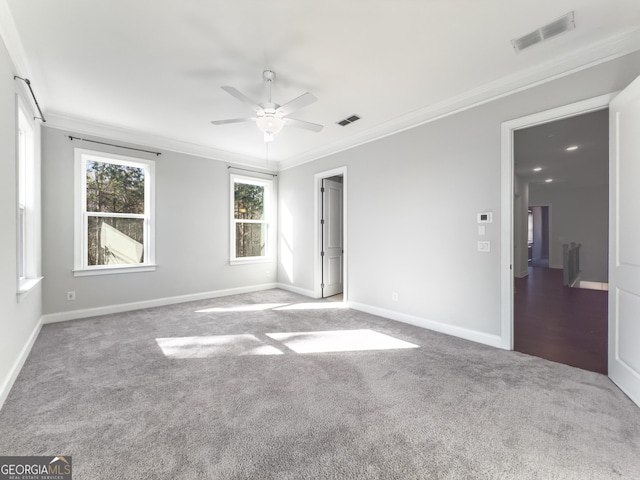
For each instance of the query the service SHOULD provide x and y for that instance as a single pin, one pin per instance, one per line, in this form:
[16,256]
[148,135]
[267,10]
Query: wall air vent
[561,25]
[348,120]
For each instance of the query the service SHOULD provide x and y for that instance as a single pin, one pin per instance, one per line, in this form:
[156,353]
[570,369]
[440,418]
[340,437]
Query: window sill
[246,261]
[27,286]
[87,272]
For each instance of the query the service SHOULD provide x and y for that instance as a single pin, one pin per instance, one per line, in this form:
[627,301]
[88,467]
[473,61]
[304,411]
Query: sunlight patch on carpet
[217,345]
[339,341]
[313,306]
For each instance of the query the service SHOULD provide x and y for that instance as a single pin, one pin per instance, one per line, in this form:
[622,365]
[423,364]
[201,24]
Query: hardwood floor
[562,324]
◇ ◇ ◇
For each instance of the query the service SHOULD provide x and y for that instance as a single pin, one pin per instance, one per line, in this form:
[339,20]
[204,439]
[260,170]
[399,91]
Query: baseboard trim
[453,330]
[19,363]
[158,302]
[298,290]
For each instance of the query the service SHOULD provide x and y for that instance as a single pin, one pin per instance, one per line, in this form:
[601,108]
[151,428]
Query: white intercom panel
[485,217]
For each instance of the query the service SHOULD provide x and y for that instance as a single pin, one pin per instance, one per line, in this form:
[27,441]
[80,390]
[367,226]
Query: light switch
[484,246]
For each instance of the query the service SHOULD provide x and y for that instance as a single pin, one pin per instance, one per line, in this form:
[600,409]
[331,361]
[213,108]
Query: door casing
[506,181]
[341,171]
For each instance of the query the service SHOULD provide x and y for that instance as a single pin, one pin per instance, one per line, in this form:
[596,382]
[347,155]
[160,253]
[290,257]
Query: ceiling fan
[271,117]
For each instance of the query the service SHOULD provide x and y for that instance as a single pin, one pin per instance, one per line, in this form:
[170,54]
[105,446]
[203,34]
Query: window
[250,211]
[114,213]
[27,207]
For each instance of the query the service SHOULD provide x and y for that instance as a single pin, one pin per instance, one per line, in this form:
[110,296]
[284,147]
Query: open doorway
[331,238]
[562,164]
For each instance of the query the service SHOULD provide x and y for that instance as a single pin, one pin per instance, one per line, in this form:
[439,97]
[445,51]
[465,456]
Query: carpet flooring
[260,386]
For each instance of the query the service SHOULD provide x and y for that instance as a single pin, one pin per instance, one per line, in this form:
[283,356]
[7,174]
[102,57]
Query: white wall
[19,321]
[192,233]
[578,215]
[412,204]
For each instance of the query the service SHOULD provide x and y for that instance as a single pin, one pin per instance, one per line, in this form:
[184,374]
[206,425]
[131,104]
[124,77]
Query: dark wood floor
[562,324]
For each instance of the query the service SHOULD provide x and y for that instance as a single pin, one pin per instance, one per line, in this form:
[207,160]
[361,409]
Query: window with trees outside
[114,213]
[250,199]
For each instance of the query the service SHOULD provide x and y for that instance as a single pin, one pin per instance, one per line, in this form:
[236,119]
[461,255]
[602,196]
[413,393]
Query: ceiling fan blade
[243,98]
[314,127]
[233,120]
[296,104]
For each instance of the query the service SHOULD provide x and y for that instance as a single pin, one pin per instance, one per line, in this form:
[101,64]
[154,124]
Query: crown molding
◇ ◇ ◇
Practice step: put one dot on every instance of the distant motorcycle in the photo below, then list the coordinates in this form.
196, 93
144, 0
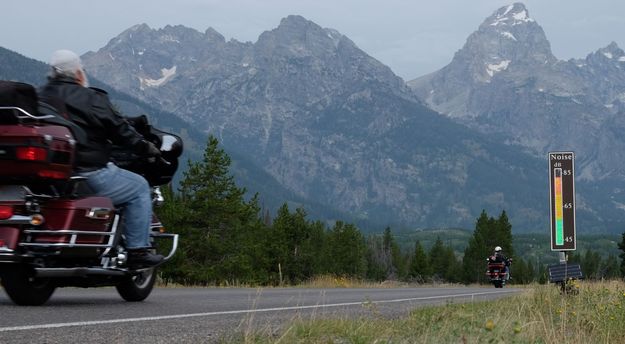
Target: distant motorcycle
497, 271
◇ ◇ ◇
> _The task_: Everything above from the line containing "Query: carpet flooring" down to the line containing "Query: crown molding" should be copied exactly, both end lines included, and nothing else.

> _Output for this task_:
Query: carpet flooring
[260,386]
For each instance of the query the service SHOULD provide x and y for that instance as a single pin, one pin per instance, one per line, in this form:
[283,356]
[7,174]
[102,57]
Query: white wall
[19,321]
[192,233]
[578,215]
[412,204]
For each instance of the query the service SHOULD provide x and y for that instance as a single pin, one pin per instance, one per line, in this form:
[184,374]
[206,425]
[131,104]
[124,77]
Query: dark wood floor
[562,324]
For each instance of the query the service SHOULD provide x and y for that instance as a single pin, one pin per instance, one per line, in this form:
[207,160]
[361,409]
Query: window with trees outside
[114,213]
[250,199]
For each instance of the query the service SHOULD provide x and y for that instance as a single pin, one pin per instance, one per line, in this form:
[236,119]
[461,255]
[602,196]
[413,393]
Query: ceiling fan blade
[243,98]
[314,127]
[233,120]
[296,104]
For each instance of the query the service SHOULD provide x and y for that instance as a single pin, one pin per instance, one per line, in this form:
[101,64]
[154,124]
Query: crown molding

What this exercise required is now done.